### CONSIGNE
Recopiez le passage du texte sur Roberto Bolaño allant de « Il montre plus » jusqu'à « universelle d'événements ordinaires. » inclus, en substituant « public » à « lecteur ».

Roberto Bolaño n'est pas de ces auteurs qui vous vampirisent, de ceux qui vous assènent avec violence leurs idées ou idéologies sur le monde, de ceux qui vous imposent leurs conceptions morales...
Il montre plus qu'il ne démontre, sans volonté affichée de délivrer un message, laissant le champ libre à la réflexion de son lecteur.
Il n'est pas de ceux qui veulent vous en mettre plein la vue, de ceux qui qui prennent pour de la consistance ce qui n'est que du remplissage...
Il sait donner du sens au détail, révéler la portée universelle d'événements ordinaires.
A l'inverse des "chirurgiens" de la littérature, qui décortiquent jusqu'à l’écœurement l'objet de leur attention, triturent leur sujet jusqu'à lui ôter tout mystère et priver le lecteur de sa marge d'interprétation, Roberto Bolaño agit en généraliste à la fois sensible et curieux, son esprit restant ouvert à tous les possibles.
Il ausculte le monde, l'observe, le palpe, explore les différentes manifestations de son mal-être, ne néglige aucune piste quant à l'origine de ses maux. Il s'intéresse à son patient dans son ensemble, s'attardant parfois sur un détail qui peut sembler insignifiant mais qui acquiert son importance comme élément constitutif de cet ensemble.
Ainsi "2666", qui se compose de cinq parties dont chacune pourrait se suffire à elle-même, mais que certaines corrélations, parfois subtiles, lient, leur permettant de former un tout finalement cohérent.
L'un de leurs points communs est une ville frontalière du Mexique, Santa Teresa. Les différents protagonistes mis en scène dans ces cinq parties vont, à divers moments, s'y trouver, pour des durées plus ou moins longues.
Au début du récit, quatre universitaires européens se trouvent réunis par leur fascination commune pour les écrits d'un obscur écrivain allemand, qui a pour improbable pseudonyme Benno Von Archimboldi. De colloques en conférences, le français Pelletier, l'espagnol Espinoza, l'italien Morini et l'anglaise Norton vont nouer des relations singulières, parfois pseudo amoureuses, chacun gardant pour les autres une part de mystère qui s'ajoute à leurs antagonismes et à leurs pulsions parfois violentes pour doter leurs rapports d'une tension sous-jacente.
C'est leur volonté de retrouver la piste d'Archimboldi, insaisissable écrivain fantôme, qui va les emmener à envisager un voyage au Mexique.
Les trois parties suivantes se déroulent presque exclusivement à Santa Teresa, ville moyenne, sans charme, dont les maquiladoras (1) attirent les miséreux en quête de n'importe quel travail, ville de cauchemar, où d'innombrables meurtres de femmes sont commis depuis des années sans que les quelques arrestations censées mettre à l'ombre les coupables n'y mettent un terme.

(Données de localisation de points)
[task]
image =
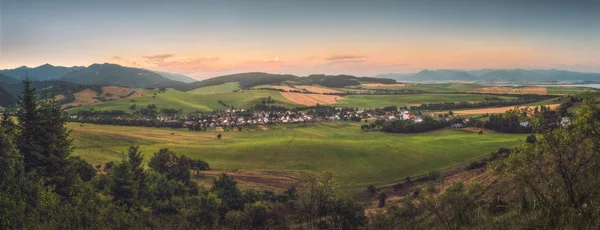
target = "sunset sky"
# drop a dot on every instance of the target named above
(207, 38)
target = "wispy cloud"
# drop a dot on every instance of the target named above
(342, 57)
(157, 59)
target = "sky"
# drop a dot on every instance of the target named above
(207, 38)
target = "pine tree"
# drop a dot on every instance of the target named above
(124, 187)
(28, 117)
(136, 160)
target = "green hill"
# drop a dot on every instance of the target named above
(357, 158)
(222, 88)
(112, 74)
(189, 102)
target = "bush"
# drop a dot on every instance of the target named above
(397, 186)
(531, 139)
(382, 197)
(433, 175)
(372, 190)
(476, 165)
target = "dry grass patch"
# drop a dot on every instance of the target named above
(311, 99)
(89, 96)
(317, 89)
(375, 85)
(283, 87)
(513, 90)
(259, 180)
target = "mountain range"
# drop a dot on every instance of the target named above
(496, 75)
(103, 74)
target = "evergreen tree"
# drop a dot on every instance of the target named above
(28, 117)
(124, 187)
(136, 160)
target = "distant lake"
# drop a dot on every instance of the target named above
(596, 86)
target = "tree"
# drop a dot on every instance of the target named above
(321, 205)
(124, 187)
(136, 160)
(226, 189)
(168, 163)
(560, 170)
(43, 139)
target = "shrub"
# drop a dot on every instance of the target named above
(433, 175)
(372, 189)
(382, 197)
(531, 139)
(476, 165)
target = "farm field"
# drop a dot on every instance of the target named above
(311, 99)
(513, 90)
(490, 110)
(195, 102)
(317, 89)
(223, 88)
(358, 159)
(372, 101)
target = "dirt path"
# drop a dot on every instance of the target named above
(311, 99)
(261, 180)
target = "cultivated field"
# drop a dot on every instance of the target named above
(223, 88)
(317, 89)
(195, 102)
(373, 85)
(374, 101)
(283, 87)
(492, 110)
(513, 90)
(357, 158)
(89, 96)
(311, 99)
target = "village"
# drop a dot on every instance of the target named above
(243, 117)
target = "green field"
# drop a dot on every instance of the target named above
(194, 102)
(373, 101)
(570, 90)
(358, 159)
(437, 88)
(223, 88)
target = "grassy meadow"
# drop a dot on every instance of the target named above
(358, 159)
(223, 88)
(190, 102)
(372, 101)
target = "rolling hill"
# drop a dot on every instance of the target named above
(44, 72)
(7, 80)
(112, 74)
(491, 75)
(175, 77)
(6, 98)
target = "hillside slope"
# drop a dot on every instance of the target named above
(44, 72)
(112, 74)
(7, 80)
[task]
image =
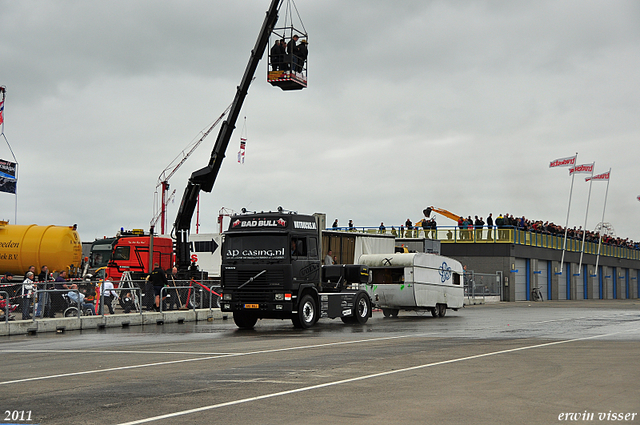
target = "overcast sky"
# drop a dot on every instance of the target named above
(457, 104)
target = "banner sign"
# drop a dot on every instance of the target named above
(7, 176)
(564, 162)
(603, 176)
(584, 168)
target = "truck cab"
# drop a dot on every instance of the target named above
(271, 269)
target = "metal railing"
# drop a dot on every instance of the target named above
(496, 235)
(6, 305)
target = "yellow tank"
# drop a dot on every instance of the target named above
(57, 247)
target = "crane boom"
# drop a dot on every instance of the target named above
(204, 178)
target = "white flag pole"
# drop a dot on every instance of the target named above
(584, 229)
(3, 90)
(602, 222)
(566, 226)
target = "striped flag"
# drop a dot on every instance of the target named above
(569, 161)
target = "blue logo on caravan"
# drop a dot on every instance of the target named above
(445, 272)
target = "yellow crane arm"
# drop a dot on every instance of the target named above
(440, 211)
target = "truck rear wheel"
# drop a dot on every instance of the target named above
(244, 321)
(307, 314)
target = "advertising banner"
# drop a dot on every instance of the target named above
(7, 176)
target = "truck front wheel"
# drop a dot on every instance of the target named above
(362, 308)
(244, 321)
(307, 314)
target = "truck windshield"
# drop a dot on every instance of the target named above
(255, 247)
(100, 255)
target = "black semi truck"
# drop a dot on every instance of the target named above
(271, 269)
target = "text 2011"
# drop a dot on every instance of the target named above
(17, 415)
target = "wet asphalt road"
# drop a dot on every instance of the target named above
(507, 363)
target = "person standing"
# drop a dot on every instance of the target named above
(57, 301)
(174, 294)
(489, 227)
(328, 259)
(277, 55)
(292, 50)
(43, 308)
(107, 292)
(27, 294)
(302, 53)
(159, 281)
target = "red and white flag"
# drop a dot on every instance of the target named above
(564, 162)
(603, 176)
(584, 168)
(243, 146)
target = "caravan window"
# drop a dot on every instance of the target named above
(388, 275)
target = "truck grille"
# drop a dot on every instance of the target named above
(272, 279)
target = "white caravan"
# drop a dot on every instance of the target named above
(414, 281)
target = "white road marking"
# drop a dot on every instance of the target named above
(169, 362)
(358, 378)
(195, 353)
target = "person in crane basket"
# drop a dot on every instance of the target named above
(301, 54)
(292, 52)
(277, 55)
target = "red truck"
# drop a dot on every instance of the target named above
(130, 253)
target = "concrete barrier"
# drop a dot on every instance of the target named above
(63, 324)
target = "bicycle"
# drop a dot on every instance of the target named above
(536, 294)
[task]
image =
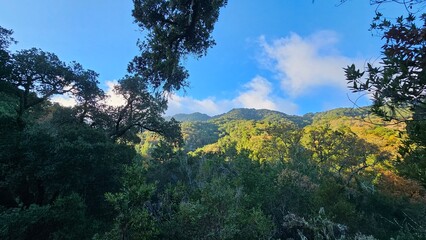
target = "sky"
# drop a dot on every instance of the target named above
(284, 55)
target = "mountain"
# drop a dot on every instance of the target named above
(192, 117)
(262, 114)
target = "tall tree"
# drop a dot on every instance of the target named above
(400, 81)
(174, 30)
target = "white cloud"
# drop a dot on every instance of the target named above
(64, 100)
(257, 94)
(112, 98)
(305, 63)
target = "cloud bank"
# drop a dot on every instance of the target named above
(297, 65)
(303, 63)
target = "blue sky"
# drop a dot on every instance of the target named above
(285, 55)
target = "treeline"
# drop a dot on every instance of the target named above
(332, 179)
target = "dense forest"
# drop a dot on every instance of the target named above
(95, 171)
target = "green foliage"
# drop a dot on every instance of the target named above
(63, 219)
(175, 29)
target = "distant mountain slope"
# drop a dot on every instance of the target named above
(192, 117)
(261, 114)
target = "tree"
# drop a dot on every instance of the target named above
(5, 41)
(400, 83)
(175, 29)
(37, 76)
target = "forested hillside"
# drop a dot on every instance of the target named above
(97, 170)
(336, 176)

### RÉPONSE
Il montre plus qu'il ne démontre, sans volonté affichée de délivrer un message, laissant le champ libre à la réflexion de son public.
Il n'est pas de ceux qui veulent vous en mettre plein la vue, de ceux qui qui prennent pour de la consistance ce qui n'est que du remplissage...
Il sait donner du sens au détail, révéler la portée universelle d'événements ordinaires.